**What you should do:** Return all of the records below line for line, without changing a single character.

Point-based annotation data
---------------

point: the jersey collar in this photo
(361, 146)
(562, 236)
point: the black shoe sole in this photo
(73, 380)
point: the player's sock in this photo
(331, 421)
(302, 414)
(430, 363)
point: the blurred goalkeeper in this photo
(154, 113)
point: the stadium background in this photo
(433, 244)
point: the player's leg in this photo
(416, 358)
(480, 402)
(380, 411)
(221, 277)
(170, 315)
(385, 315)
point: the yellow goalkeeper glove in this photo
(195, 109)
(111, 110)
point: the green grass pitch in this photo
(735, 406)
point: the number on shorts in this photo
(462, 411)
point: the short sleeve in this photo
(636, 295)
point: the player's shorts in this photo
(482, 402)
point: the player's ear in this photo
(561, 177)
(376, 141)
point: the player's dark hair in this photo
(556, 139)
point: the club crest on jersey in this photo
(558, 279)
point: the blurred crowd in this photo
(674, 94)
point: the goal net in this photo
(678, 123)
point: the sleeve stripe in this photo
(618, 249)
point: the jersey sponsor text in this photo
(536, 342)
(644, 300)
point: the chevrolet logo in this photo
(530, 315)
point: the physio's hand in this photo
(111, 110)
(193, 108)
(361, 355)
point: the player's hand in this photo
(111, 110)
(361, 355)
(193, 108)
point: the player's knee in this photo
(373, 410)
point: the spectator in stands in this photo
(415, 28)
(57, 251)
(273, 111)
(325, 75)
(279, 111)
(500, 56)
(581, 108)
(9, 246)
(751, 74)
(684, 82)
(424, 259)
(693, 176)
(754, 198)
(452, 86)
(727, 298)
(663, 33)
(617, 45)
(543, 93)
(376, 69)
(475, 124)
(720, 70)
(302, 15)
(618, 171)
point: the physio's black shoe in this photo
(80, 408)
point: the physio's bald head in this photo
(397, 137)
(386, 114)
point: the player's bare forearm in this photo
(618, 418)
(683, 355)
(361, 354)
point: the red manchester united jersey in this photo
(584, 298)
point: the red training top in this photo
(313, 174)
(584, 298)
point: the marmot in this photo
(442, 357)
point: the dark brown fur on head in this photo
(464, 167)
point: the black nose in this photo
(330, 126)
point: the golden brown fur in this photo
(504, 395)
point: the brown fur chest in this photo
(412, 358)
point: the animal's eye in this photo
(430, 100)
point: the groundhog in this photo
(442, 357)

---------------

**Exercise answer:**
point: the jersey collar in this photo
(361, 146)
(562, 236)
point: the black shoe sole in this photo
(73, 380)
point: the player's sock in this photo
(331, 421)
(302, 414)
(430, 363)
point: the blurred goalkeeper in this photo
(154, 113)
point: the stadium background in this photo
(433, 244)
point: the player's leg in this photo
(416, 358)
(480, 402)
(380, 411)
(221, 277)
(170, 315)
(385, 315)
point: the yellow goalkeeper glove in this photo
(195, 109)
(111, 110)
point: the green grass pitch in this photo
(735, 406)
point: the number on shorts in this photo
(462, 411)
point: the short sleeve in this photo
(636, 295)
point: the player's shorts in this photo
(482, 402)
point: the player's ear in this photo
(561, 177)
(376, 141)
point: the player's dark hair in this photo
(556, 139)
point: the club crest on jersey in this photo
(558, 279)
point: the blurred crowd in this photo
(674, 94)
point: the goal net in this photo
(678, 123)
point: the sleeve stripe in this photo
(618, 249)
point: the jersey sponsor text in this photo
(536, 342)
(644, 300)
point: the chevrolet logo in this photo
(530, 315)
point: the physio's hand in this photo
(111, 110)
(193, 108)
(361, 355)
point: the player's hand in this photo
(111, 110)
(361, 355)
(193, 108)
point: the player's knee in this photo
(373, 410)
point: the spectator in stands in this photo
(415, 28)
(57, 251)
(273, 111)
(325, 75)
(279, 111)
(500, 56)
(581, 108)
(9, 246)
(751, 74)
(684, 82)
(424, 259)
(693, 176)
(754, 198)
(452, 86)
(727, 298)
(663, 33)
(617, 45)
(543, 93)
(376, 69)
(475, 124)
(720, 70)
(302, 15)
(618, 171)
point: the physio's black shoe in this photo
(80, 408)
point: the physio's bald head in this photo
(397, 137)
(386, 114)
point: the player's bare forearm in this photo
(618, 418)
(683, 355)
(361, 354)
point: the red manchester united jersey in this photo
(584, 298)
point: the red training top in this photo
(313, 174)
(584, 298)
point: the marmot in this photo
(442, 357)
point: the dark brown fur on head in this photo
(464, 167)
point: the black nose in this photo
(330, 126)
point: the golden brown fur in this photo
(504, 395)
point: the brown fur chest in this photo
(412, 358)
point: the animal's eye in this photo
(430, 100)
point: the groundhog in this photo
(442, 357)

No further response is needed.